# [GOAL A]
From the listing below, filter out and copy every line that contains the string "emblem".

Terms and Conditions for Delivery and Payment
1.1. The term DLS in these terms and conditions for delivery and payment shall be understood to denote the private company with limited responsibility Drive Line Systems B.V. (Chamber of Commerce number 23084764 0000), with its registered office at Robijn 910 in Dordrecht.
1.2. “The Purchaser” shall be understood to denote the party to which DLS sells and/or supplies goods and/or services.
2.1. All orders placed with DLS by the Purchaser and all consequential legal relationships between DLS and the Purchaser shall be accepted by DLS exclusively on the basis of these terms and conditions for delivery and payment (the “Terms and Conditions”).
2.2. Applicability of the Purchaser’s general terms and conditions is expressly rejected.
2.3. The Terms and Conditions shall apply to all legal relationships in which DLS acts as (potential) retailer and/or supplier of goods and/or services (the “Agreement”).
2.4. Any divergence from these Terms and Conditions shall only be applicable with the express written agreement of both parties.
3. Tenders/entry into effect of Agreement
3.1. All DLS tenders and/or quotations are without obligation and are purely an invitation to place an order, unless stated otherwise in writing by DLS.
3.2. In the event that the Purchaser places an order with DLS, the Agreement shall not enter into effect until DLS confirms acceptance of the order in writing, or begins implementation, on condition that this is known to the Purchaser.
3.3. In the event that the Purchaser responds to a DLS tender by making an offer, and DLS accepts said offer in writing, an Agreement shall enter into effect.
3.4. Samples or models demonstrated or provided are merely an indication which the goods in question shall not be required to conform to.
3.5. Whereas all DLS estimates of numbers, sizes, weights and/or other indications of products are carefully prepared, DLS shall not be liable for any deviations.
3.6. DLS shall be authorized to engage third parties in the implementation of the Agreement.
4.1. All prices are FCA at Robijn 910 in Dordrecht (as defined in the Incoterms® 2020), exclusive of VAT and other government-imposed taxes, unless specifically agreed otherwise in writing.
4.2. Changes in labor rates, cost prices for raw materials or materials, exchange rates and/or other factors which may for any reason influence the price of the order, shall entitle DLS to pass on the costs of the changes to the Purchaser accordingly.
4.3. DLS and the Purchaser may agree on additional work. DLS shall be authorized to charge separately for any additional work performed, even if no agreement exists specifically in relation to the price of the additional work. Calculation of the price for additional work shall be subject to the provisions of the foregoing paragraphs of this Article.
5. Delivery/Delivery times
5.1. Delivery times agreed with DLS are purely indicative and shall not be deemed to be strict deadlines. Delivery periods shall commence on the date stated in the written acceptance of the Agreement. In the event that certain data, drawings etc. or certain formalities are required for the implementation of the order, the delivery period shall commence at a later time, namely when DLS is in possession of all data, drawings etc., or all formalities have been completed. In the event that DLS requires an initial (down) payment, the delivery period shall commence at the time of receipt of the first (down) payment.

# [MATERIALS PROVIDED]
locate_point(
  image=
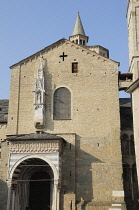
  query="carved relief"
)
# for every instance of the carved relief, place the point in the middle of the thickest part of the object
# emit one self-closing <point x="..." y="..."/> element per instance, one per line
<point x="35" y="146"/>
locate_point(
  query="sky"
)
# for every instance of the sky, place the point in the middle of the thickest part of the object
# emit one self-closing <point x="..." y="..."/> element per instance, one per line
<point x="30" y="25"/>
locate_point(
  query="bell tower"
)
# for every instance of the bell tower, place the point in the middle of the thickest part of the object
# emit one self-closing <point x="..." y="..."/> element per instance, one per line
<point x="78" y="35"/>
<point x="133" y="89"/>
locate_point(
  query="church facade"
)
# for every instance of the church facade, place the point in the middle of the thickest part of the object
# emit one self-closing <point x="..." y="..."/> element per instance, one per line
<point x="61" y="148"/>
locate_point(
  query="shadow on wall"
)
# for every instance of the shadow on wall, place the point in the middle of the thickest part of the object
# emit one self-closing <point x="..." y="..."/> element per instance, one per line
<point x="3" y="195"/>
<point x="77" y="174"/>
<point x="48" y="87"/>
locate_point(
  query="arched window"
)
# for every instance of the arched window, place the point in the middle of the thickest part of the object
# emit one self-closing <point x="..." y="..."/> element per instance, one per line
<point x="62" y="104"/>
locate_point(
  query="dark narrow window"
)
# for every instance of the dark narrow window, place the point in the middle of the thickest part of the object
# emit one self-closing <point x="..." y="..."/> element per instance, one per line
<point x="62" y="104"/>
<point x="75" y="67"/>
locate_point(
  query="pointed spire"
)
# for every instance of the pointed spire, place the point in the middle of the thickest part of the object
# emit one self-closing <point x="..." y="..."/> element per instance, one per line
<point x="78" y="28"/>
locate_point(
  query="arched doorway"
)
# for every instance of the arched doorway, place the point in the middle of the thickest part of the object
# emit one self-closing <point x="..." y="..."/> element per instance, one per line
<point x="39" y="191"/>
<point x="32" y="186"/>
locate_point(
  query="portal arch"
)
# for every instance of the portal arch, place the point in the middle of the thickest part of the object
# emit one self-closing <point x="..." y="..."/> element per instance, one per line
<point x="24" y="177"/>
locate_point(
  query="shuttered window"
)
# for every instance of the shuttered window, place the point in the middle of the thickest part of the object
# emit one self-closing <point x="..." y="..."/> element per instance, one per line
<point x="75" y="67"/>
<point x="62" y="104"/>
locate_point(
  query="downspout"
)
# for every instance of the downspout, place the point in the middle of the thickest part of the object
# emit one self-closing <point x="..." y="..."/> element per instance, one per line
<point x="17" y="124"/>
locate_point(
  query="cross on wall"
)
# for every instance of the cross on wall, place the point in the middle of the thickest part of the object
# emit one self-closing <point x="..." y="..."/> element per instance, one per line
<point x="63" y="56"/>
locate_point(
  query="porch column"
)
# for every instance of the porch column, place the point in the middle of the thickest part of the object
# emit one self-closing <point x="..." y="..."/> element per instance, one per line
<point x="11" y="195"/>
<point x="9" y="183"/>
<point x="56" y="196"/>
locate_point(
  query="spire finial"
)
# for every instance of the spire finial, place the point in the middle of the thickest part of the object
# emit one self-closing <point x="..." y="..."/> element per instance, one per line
<point x="78" y="28"/>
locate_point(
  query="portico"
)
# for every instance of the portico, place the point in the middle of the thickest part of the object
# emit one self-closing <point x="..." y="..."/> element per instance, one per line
<point x="34" y="178"/>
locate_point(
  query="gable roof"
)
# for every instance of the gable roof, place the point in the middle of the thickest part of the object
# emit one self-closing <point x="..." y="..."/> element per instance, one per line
<point x="56" y="44"/>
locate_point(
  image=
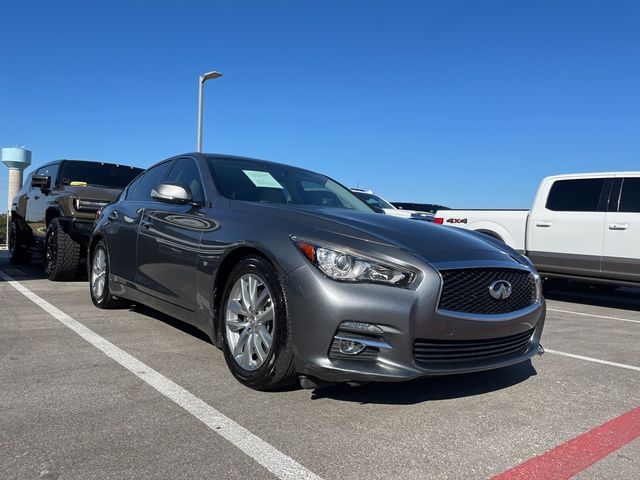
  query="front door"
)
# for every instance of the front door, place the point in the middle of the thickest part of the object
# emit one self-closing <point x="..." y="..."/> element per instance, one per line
<point x="169" y="241"/>
<point x="621" y="252"/>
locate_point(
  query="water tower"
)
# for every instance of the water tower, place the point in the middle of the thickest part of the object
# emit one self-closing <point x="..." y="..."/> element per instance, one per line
<point x="16" y="160"/>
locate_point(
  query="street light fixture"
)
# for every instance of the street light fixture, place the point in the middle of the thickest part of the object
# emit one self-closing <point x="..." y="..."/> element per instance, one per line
<point x="203" y="78"/>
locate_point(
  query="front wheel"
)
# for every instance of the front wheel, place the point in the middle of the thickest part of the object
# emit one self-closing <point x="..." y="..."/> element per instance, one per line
<point x="18" y="255"/>
<point x="256" y="327"/>
<point x="99" y="279"/>
<point x="62" y="253"/>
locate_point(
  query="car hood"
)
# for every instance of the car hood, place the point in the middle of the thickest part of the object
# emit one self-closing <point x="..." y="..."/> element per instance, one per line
<point x="93" y="193"/>
<point x="432" y="243"/>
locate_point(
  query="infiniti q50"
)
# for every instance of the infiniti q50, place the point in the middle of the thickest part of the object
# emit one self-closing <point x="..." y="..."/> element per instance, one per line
<point x="294" y="277"/>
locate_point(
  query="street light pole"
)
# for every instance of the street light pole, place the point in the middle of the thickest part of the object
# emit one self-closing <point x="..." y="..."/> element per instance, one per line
<point x="203" y="78"/>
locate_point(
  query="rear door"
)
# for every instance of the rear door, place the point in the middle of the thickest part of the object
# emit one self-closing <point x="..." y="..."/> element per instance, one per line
<point x="566" y="227"/>
<point x="621" y="252"/>
<point x="169" y="241"/>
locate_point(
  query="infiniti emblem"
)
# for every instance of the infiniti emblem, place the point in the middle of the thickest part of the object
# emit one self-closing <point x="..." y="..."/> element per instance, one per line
<point x="500" y="289"/>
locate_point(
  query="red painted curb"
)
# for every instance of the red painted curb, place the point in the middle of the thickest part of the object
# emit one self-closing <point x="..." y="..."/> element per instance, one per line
<point x="570" y="458"/>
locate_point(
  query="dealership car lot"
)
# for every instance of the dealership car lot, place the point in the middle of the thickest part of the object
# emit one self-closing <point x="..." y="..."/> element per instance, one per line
<point x="68" y="410"/>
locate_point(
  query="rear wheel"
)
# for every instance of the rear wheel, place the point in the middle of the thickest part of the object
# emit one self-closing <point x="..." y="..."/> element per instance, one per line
<point x="18" y="254"/>
<point x="99" y="279"/>
<point x="62" y="253"/>
<point x="255" y="326"/>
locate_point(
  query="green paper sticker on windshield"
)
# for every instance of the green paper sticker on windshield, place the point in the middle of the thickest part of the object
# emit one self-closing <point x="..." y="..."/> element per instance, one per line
<point x="262" y="179"/>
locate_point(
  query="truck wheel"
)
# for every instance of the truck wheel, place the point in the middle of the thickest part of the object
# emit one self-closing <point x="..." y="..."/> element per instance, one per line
<point x="18" y="254"/>
<point x="62" y="253"/>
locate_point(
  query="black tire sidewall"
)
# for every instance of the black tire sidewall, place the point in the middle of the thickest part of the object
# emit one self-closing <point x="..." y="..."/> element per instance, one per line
<point x="264" y="376"/>
<point x="47" y="239"/>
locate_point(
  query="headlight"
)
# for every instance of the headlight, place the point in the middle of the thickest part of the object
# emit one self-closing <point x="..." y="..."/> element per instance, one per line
<point x="341" y="264"/>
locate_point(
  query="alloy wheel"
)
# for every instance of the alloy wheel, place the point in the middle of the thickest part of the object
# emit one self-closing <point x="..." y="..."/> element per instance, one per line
<point x="98" y="273"/>
<point x="249" y="321"/>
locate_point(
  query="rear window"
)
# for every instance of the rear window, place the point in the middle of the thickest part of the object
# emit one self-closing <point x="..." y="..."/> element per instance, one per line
<point x="96" y="174"/>
<point x="582" y="195"/>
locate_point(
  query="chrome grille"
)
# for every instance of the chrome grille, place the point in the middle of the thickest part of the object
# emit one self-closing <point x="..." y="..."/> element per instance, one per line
<point x="425" y="350"/>
<point x="467" y="290"/>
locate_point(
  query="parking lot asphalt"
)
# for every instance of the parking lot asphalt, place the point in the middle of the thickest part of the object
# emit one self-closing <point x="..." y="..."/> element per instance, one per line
<point x="68" y="410"/>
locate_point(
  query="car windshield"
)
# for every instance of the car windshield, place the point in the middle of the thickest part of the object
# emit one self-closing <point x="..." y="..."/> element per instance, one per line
<point x="256" y="181"/>
<point x="373" y="200"/>
<point x="95" y="174"/>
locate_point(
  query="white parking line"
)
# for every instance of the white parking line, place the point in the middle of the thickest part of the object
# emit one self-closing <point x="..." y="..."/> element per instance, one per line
<point x="276" y="462"/>
<point x="593" y="315"/>
<point x="594" y="360"/>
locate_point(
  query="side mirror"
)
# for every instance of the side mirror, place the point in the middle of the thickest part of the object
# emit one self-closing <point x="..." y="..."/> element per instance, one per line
<point x="43" y="182"/>
<point x="171" y="193"/>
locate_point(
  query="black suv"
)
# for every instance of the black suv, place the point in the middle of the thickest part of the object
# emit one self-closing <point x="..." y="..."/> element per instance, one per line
<point x="54" y="212"/>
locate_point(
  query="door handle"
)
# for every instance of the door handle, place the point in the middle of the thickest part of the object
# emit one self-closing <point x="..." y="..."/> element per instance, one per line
<point x="618" y="226"/>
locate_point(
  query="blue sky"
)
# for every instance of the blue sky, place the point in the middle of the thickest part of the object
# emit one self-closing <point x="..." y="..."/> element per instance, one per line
<point x="463" y="103"/>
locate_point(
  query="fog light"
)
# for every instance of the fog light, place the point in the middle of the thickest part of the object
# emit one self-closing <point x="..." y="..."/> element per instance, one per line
<point x="363" y="327"/>
<point x="349" y="347"/>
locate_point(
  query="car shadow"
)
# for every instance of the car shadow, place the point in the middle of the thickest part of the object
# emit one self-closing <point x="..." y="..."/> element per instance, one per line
<point x="625" y="298"/>
<point x="429" y="389"/>
<point x="171" y="321"/>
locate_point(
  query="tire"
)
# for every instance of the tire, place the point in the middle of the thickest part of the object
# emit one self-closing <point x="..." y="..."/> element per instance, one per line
<point x="99" y="279"/>
<point x="252" y="290"/>
<point x="62" y="253"/>
<point x="18" y="255"/>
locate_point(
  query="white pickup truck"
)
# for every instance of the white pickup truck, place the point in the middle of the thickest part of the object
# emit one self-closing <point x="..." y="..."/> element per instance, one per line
<point x="582" y="227"/>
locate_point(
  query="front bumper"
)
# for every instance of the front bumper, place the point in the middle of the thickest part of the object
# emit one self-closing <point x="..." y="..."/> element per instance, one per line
<point x="318" y="306"/>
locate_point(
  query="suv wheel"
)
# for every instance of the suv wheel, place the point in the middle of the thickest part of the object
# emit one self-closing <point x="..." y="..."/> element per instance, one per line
<point x="18" y="254"/>
<point x="62" y="253"/>
<point x="255" y="326"/>
<point x="99" y="279"/>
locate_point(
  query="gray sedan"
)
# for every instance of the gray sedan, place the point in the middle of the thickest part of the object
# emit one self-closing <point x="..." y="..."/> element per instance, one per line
<point x="297" y="279"/>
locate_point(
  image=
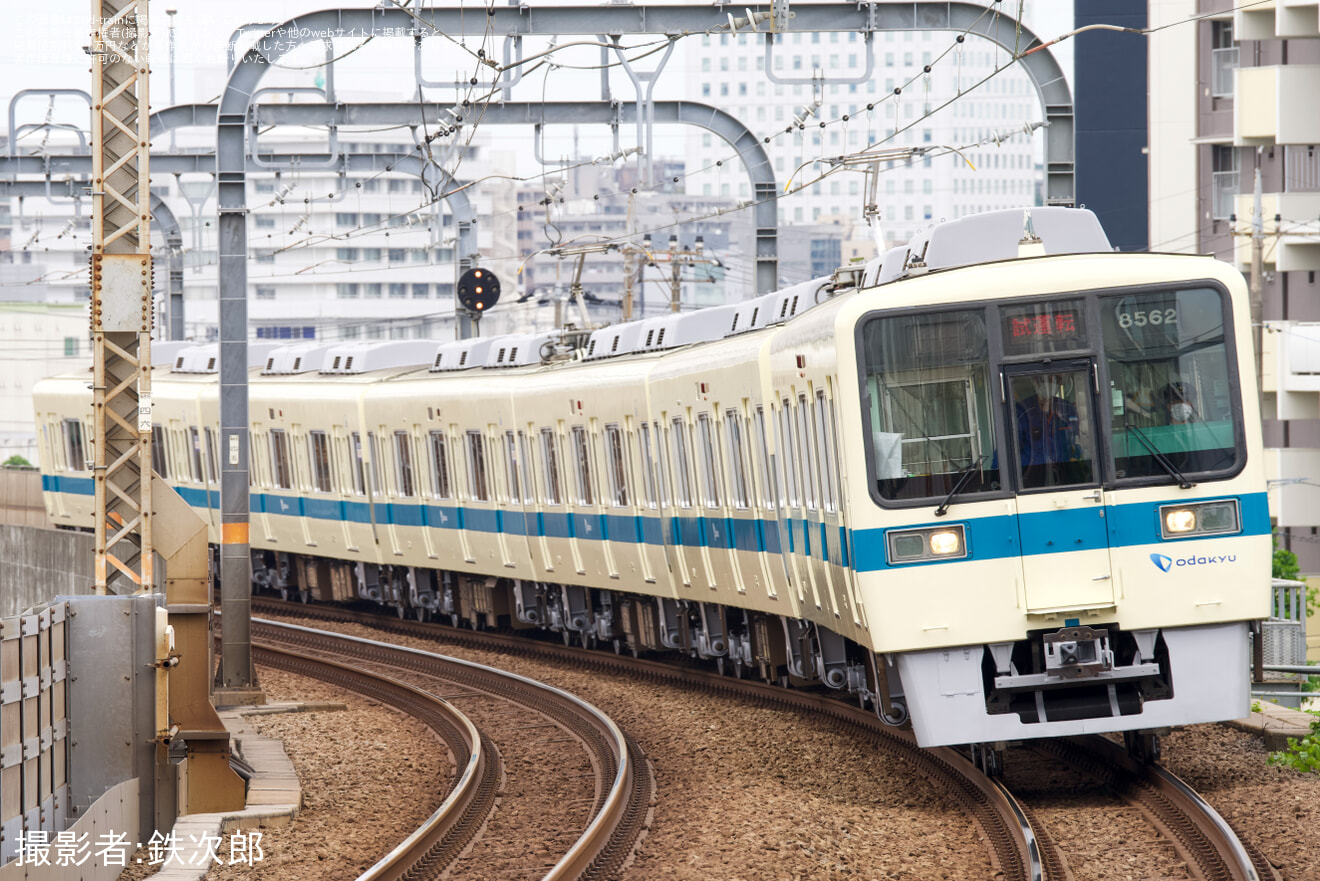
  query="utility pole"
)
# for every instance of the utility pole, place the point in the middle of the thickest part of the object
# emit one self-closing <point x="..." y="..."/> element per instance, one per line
<point x="679" y="258"/>
<point x="120" y="297"/>
<point x="630" y="268"/>
<point x="1257" y="295"/>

# [GOAL B]
Using the delivery and payment terms above, answer the following:
(i) What Chamber of Commerce number is given for Drive Line Systems B.V.?
(ii) Which edition of the Incoterms is cited in defining the FCA prices?
(iii) When does the delivery period commence if DLS requires an initial (down) payment?

# [CORRECT RESPONSE A]
  query="infiniti emblem"
# for every instance of the infiniti emblem, place the point in the middle of the thickest part of the object

# [CORRECT RESPONSE B]
(i) 23084764 0000
(ii) The Incoterms® 2020
(iii) At the time of receipt of the first (down) payment